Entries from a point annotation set
** Begin **
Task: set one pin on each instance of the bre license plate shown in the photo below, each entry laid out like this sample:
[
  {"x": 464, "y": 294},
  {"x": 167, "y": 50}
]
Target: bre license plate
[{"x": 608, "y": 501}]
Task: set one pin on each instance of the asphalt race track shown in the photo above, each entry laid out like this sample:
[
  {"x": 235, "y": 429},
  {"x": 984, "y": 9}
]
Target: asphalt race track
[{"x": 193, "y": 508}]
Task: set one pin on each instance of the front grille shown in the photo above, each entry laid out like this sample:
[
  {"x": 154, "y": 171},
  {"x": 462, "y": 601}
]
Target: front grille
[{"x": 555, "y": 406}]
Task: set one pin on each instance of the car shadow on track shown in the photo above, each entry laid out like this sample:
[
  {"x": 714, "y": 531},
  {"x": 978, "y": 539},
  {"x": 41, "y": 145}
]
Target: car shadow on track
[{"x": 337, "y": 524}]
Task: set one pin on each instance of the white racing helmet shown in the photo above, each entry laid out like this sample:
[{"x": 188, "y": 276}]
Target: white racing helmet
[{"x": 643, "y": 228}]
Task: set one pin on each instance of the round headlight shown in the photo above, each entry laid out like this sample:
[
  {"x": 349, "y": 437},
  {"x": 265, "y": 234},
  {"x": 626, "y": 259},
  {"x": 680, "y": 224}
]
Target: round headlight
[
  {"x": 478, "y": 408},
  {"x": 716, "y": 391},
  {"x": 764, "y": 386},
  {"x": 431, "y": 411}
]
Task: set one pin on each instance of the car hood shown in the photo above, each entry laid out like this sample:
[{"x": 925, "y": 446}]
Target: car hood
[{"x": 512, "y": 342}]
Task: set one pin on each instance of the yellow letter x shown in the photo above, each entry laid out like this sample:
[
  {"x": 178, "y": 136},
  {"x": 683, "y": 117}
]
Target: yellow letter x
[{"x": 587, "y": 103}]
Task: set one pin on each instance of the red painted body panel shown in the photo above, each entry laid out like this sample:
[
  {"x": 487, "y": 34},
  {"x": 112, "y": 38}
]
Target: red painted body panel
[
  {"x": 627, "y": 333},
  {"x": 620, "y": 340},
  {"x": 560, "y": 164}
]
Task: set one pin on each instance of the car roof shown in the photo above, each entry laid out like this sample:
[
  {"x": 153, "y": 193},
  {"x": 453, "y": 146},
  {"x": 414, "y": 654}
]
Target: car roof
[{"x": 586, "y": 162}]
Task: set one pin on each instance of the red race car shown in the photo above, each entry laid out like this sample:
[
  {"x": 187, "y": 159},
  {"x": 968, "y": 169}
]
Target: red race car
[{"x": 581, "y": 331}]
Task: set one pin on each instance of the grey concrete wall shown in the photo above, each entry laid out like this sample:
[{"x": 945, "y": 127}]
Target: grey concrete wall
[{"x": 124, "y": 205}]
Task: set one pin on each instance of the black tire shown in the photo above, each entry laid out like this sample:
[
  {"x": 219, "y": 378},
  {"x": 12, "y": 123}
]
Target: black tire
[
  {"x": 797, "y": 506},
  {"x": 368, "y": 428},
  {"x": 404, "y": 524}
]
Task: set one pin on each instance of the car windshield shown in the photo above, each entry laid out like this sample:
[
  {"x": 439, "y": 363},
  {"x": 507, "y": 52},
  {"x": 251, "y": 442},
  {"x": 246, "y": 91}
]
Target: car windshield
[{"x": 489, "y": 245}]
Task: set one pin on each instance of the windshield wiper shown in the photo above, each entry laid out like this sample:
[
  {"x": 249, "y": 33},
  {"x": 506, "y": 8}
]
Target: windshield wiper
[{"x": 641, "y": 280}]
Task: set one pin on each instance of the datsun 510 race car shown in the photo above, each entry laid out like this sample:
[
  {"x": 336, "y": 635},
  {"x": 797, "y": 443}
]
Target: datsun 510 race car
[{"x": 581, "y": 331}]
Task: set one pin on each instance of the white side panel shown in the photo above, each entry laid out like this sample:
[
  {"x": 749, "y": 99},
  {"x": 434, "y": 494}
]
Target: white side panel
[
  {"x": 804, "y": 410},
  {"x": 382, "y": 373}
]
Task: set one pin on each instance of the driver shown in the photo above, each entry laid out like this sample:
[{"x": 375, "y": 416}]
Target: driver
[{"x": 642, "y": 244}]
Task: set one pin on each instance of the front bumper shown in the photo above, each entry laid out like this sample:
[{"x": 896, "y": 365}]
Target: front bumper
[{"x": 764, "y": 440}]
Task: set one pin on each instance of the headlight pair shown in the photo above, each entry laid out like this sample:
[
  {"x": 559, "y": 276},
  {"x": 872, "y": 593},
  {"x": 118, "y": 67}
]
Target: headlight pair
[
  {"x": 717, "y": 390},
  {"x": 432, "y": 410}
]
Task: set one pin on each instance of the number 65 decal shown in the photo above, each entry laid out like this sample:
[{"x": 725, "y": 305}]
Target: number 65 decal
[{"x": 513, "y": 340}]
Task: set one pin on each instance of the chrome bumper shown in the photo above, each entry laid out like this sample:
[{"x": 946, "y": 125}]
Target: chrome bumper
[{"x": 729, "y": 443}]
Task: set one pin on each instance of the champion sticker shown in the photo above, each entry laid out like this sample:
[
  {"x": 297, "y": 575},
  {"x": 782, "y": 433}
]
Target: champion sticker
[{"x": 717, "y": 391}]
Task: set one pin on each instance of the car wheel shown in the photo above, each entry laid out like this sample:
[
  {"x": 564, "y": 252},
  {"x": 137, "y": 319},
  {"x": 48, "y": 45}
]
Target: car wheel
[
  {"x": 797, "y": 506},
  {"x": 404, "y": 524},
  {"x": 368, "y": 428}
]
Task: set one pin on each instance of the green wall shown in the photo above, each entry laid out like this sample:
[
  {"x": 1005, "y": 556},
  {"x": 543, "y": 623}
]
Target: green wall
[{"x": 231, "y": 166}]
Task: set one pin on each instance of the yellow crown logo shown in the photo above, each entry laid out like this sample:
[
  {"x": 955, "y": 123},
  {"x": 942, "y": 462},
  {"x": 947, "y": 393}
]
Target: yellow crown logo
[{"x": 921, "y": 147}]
** End **
Each line must be given again exactly as written above.

_Solution for this problem_:
Task: set one pin on each instance of the bre license plate shown in the photo below, each entry laid out like this sample:
[
  {"x": 464, "y": 294},
  {"x": 167, "y": 50}
]
Target: bre license plate
[{"x": 608, "y": 501}]
Task: set one pin on each instance of the asphalt race track shown in the photo above, each entry laid out like this sample:
[
  {"x": 235, "y": 429},
  {"x": 984, "y": 9}
]
Target: asphalt race track
[{"x": 193, "y": 508}]
Task: set one pin on each instance of the front grille shown in the photo above, each entry laid out like this sample:
[
  {"x": 154, "y": 171},
  {"x": 462, "y": 601}
]
Target: front grille
[{"x": 555, "y": 406}]
Task: set one pin on each instance of the car shadow on track shown in the photo above, each entry laid out like this sample:
[
  {"x": 714, "y": 531},
  {"x": 978, "y": 539},
  {"x": 41, "y": 145}
]
Target: car shadow on track
[{"x": 337, "y": 524}]
Task: set one pin on each instance of the white racing helmet shown in the photo above, each entry laid out like this sample:
[{"x": 188, "y": 276}]
Target: white racing helmet
[{"x": 643, "y": 228}]
Task: set one pin on each instance of the round headlight shown in the photo above, each entry laid out like this sample:
[
  {"x": 349, "y": 437},
  {"x": 265, "y": 234},
  {"x": 626, "y": 259},
  {"x": 680, "y": 224}
]
Target: round headlight
[
  {"x": 478, "y": 408},
  {"x": 716, "y": 391},
  {"x": 764, "y": 386},
  {"x": 431, "y": 411}
]
Task: set one pin on each instance of the car hood shown in the photo above, each entry laid out like this sample:
[{"x": 925, "y": 446}]
Target: car hood
[{"x": 512, "y": 342}]
Task: set one pin on each instance of the yellow letter x shown in the photo above, each entry laid out like this sample:
[
  {"x": 178, "y": 136},
  {"x": 683, "y": 117}
]
Target: yellow letter x
[{"x": 587, "y": 103}]
Task: set one pin on each instance of the red painted body panel shown in the photo above, each entry laid out like this sample:
[
  {"x": 487, "y": 34},
  {"x": 112, "y": 38}
]
Target: red painted body panel
[
  {"x": 627, "y": 333},
  {"x": 620, "y": 340},
  {"x": 560, "y": 164}
]
Task: set one pin on each instance of the car roof shown in the photo above, each entry laid out like this sample:
[
  {"x": 153, "y": 193},
  {"x": 453, "y": 146},
  {"x": 414, "y": 654}
]
Target: car roof
[{"x": 586, "y": 162}]
Task: set one pin on each instance of the red race car shown in the photo above, each entry laid out like this sample:
[
  {"x": 187, "y": 159},
  {"x": 968, "y": 169}
]
Target: red race car
[{"x": 581, "y": 331}]
Task: set one pin on each instance of the grey concrete wall shown in the photo above, each entry laid out like this sample:
[{"x": 945, "y": 127}]
Target: grey concrete wall
[{"x": 124, "y": 205}]
Task: set one pin on each instance of the black tire shown in the photo above, each entry laid out like this sample:
[
  {"x": 219, "y": 378},
  {"x": 12, "y": 123}
]
Target: black tire
[
  {"x": 797, "y": 506},
  {"x": 368, "y": 428},
  {"x": 404, "y": 524}
]
Task: set one pin on each instance of the car windshield shown in the photo above, each entry laid out like this sample:
[
  {"x": 439, "y": 363},
  {"x": 507, "y": 52},
  {"x": 251, "y": 442},
  {"x": 246, "y": 91}
]
Target: car windshield
[{"x": 489, "y": 245}]
Task: set one pin on each instance of the windshield wiper shown in the photo above, each entry laid out like this sample:
[
  {"x": 249, "y": 33},
  {"x": 506, "y": 8}
]
Target: windshield wiper
[{"x": 641, "y": 280}]
Task: set one pin on each instance of the datsun 510 race car shown in the photo above, each entry laid out like this sample:
[
  {"x": 336, "y": 635},
  {"x": 797, "y": 443}
]
Target: datsun 510 race car
[{"x": 581, "y": 331}]
Task: set one pin on each instance of the white side panel shown in the photo above, each entry laid out like this sample:
[
  {"x": 749, "y": 99},
  {"x": 434, "y": 494}
]
Target: white side panel
[
  {"x": 804, "y": 410},
  {"x": 382, "y": 373}
]
Task: set one pin on each instance of the driver shown in the photo above, each entry laid out like this sample:
[{"x": 375, "y": 416}]
Target: driver
[{"x": 642, "y": 244}]
Task: set one pin on each instance of the front bumper shown in the photo above, each entry laid out like this sample:
[{"x": 896, "y": 365}]
Target: front bumper
[{"x": 764, "y": 440}]
Task: set one pin on each instance of the headlight pair shown in the photo above, each entry laid out like this sample:
[
  {"x": 559, "y": 276},
  {"x": 872, "y": 593},
  {"x": 118, "y": 67}
]
Target: headlight pair
[
  {"x": 717, "y": 390},
  {"x": 432, "y": 410}
]
Task: set one pin on each instance of the number 65 decal shown in the photo above, each entry laid out like this sample:
[{"x": 725, "y": 305}]
Target: number 65 decal
[{"x": 513, "y": 340}]
Task: set one pin on each instance of the chrome bumper shown in the photo above, each entry laid out like this sample:
[{"x": 946, "y": 125}]
Target: chrome bumper
[{"x": 729, "y": 443}]
Task: set one pin on each instance of the champion sticker shown in the photo above, each entry laid out like this sample:
[
  {"x": 297, "y": 575},
  {"x": 782, "y": 433}
]
Target: champion sticker
[{"x": 717, "y": 391}]
Task: set one pin on each instance of the car wheel shown in the photo above, each entry laid out like this sample:
[
  {"x": 564, "y": 252},
  {"x": 137, "y": 319},
  {"x": 48, "y": 45}
]
Target: car wheel
[
  {"x": 797, "y": 506},
  {"x": 404, "y": 524},
  {"x": 368, "y": 428}
]
Task: set one pin on each instance of the green wall shown in the photo above, each entry laid out like this sample:
[
  {"x": 1005, "y": 556},
  {"x": 543, "y": 623}
]
Target: green wall
[{"x": 231, "y": 166}]
Task: set one pin on each instance of the yellow crown logo shown in the photo above, each entry laid out like this sample:
[
  {"x": 955, "y": 123},
  {"x": 942, "y": 462},
  {"x": 947, "y": 393}
]
Target: yellow crown logo
[{"x": 921, "y": 147}]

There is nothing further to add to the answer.